Problem description: Where does "black" appear in the data? Return each line that holds it.

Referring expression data
'''
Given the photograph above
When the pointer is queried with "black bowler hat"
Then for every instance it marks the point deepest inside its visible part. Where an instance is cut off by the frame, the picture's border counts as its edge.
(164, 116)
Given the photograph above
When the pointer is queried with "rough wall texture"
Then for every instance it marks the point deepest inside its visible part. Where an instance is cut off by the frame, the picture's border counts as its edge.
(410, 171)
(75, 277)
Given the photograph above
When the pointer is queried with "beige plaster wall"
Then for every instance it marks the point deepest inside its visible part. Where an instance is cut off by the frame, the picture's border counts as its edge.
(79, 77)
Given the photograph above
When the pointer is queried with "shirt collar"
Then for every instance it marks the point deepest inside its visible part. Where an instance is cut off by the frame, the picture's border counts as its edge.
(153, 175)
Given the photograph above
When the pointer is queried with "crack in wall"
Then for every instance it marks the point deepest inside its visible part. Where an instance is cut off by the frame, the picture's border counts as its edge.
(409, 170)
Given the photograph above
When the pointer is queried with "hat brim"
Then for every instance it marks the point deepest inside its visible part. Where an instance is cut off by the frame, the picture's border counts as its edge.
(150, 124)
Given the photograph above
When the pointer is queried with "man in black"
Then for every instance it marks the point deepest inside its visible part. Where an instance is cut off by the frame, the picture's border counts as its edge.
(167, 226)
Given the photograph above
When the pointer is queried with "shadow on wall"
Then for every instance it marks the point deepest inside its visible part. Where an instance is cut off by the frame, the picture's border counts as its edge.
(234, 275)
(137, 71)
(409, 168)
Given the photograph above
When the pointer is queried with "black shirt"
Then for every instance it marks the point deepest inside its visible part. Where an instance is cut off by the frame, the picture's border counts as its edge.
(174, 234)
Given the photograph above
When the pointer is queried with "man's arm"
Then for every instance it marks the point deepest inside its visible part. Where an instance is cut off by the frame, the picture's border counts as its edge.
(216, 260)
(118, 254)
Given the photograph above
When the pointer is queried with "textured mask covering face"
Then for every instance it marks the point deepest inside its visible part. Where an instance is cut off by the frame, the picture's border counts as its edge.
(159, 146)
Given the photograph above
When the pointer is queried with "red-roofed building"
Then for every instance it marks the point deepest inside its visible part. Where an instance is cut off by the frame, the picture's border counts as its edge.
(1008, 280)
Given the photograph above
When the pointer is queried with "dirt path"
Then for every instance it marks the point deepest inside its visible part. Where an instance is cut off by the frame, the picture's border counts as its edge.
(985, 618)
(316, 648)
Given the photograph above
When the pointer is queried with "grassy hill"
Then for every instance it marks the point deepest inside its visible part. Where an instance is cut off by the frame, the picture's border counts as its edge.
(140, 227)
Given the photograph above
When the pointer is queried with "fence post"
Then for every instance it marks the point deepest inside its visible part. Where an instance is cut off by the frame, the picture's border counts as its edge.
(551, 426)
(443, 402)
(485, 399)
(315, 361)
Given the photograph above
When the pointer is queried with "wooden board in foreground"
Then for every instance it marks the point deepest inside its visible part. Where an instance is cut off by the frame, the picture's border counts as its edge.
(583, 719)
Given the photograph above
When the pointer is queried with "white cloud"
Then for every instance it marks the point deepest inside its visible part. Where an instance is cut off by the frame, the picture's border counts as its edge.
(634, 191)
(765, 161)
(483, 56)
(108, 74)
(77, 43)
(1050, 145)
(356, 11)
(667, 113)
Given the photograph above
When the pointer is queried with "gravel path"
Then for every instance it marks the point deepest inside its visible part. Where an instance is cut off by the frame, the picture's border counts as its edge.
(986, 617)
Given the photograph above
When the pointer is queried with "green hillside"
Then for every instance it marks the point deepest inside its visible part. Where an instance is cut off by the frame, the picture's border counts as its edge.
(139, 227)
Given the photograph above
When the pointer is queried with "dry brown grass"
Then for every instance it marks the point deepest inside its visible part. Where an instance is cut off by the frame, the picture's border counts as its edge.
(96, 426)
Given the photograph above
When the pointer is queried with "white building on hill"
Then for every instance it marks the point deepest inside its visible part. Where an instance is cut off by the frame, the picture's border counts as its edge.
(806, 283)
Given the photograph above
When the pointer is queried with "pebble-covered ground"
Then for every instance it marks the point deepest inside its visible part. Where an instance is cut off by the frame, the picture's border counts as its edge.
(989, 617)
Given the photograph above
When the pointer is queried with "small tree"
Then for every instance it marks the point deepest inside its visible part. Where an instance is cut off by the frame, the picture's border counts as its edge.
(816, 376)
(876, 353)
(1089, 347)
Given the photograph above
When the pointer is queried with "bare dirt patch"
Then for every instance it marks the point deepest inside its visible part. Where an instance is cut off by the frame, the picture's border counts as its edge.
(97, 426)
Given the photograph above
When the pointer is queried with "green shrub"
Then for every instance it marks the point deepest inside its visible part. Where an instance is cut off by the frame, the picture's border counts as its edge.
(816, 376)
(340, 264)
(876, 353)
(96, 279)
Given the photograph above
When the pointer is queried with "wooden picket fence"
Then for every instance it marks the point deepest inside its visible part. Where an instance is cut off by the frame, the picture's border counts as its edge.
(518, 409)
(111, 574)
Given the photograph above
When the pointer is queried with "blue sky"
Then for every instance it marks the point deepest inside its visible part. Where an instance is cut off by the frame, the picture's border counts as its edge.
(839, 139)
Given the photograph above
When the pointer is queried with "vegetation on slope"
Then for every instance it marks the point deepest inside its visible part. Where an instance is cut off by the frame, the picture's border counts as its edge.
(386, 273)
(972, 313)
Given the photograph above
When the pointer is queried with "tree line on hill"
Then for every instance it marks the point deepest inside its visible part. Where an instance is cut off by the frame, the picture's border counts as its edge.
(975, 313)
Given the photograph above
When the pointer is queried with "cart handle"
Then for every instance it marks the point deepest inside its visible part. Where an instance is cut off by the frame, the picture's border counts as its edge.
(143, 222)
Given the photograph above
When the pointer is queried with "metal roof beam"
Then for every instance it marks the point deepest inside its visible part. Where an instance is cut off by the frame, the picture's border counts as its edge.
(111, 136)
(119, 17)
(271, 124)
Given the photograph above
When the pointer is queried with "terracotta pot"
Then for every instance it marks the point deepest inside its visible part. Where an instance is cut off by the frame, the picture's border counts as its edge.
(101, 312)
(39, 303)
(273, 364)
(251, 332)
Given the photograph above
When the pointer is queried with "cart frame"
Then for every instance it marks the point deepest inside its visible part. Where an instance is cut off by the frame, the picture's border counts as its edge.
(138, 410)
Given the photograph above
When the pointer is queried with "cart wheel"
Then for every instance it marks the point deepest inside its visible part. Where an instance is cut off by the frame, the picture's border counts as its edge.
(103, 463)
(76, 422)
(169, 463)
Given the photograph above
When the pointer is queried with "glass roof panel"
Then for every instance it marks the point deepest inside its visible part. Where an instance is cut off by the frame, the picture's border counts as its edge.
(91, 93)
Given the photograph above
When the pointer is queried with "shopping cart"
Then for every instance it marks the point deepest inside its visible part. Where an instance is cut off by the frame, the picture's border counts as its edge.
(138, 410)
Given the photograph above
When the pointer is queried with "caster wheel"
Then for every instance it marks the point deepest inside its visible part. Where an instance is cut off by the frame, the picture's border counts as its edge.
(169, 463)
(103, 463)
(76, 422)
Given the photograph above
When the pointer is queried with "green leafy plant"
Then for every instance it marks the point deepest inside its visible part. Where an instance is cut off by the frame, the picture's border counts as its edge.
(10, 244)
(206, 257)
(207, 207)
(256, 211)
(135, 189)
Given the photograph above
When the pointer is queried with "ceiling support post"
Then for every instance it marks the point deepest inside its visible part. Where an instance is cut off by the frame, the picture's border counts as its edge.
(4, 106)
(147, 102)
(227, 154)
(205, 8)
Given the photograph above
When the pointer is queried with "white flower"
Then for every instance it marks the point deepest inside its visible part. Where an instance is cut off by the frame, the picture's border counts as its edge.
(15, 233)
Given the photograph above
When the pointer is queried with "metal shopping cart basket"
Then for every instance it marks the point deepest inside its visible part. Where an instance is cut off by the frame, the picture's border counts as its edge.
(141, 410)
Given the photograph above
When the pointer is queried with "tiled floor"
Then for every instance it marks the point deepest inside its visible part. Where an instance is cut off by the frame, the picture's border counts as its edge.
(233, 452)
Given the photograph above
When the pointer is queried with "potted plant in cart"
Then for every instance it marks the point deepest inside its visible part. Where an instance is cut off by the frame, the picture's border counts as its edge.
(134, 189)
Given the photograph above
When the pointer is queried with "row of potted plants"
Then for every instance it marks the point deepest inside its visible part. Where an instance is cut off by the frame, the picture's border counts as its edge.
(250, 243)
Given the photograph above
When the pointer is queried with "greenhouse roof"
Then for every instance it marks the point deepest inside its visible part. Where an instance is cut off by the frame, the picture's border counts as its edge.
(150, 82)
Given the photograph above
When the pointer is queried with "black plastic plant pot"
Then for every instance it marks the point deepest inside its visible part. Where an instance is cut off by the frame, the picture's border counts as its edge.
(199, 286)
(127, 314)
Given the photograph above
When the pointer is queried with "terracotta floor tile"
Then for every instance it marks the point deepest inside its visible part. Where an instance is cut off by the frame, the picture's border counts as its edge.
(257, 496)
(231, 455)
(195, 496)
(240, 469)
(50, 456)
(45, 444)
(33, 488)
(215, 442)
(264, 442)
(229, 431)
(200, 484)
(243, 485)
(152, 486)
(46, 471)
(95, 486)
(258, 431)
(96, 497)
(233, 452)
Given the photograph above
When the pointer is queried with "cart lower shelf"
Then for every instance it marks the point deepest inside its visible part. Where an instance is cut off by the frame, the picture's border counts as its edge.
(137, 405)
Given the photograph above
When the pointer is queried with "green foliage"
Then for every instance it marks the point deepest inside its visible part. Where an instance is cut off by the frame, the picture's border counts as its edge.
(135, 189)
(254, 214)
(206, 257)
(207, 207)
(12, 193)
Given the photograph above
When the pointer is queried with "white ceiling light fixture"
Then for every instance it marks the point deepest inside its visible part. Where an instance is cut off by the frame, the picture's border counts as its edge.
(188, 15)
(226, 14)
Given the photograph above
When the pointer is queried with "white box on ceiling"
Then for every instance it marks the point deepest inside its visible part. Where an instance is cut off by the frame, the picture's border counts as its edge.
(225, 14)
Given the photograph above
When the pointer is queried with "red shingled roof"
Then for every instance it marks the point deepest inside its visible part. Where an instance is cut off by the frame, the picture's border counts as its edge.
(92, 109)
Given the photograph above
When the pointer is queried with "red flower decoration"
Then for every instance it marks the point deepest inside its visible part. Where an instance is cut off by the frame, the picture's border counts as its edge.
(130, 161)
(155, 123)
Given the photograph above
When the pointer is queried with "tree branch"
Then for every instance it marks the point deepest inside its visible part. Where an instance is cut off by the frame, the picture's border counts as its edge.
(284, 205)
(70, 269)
'''
Task output:
When the pointer is queried with "black bowler hat"
When the pointer is queried with "man in black"
When the pointer is queried with "black shirt"
When the pointer is queried with "black plastic plant pot"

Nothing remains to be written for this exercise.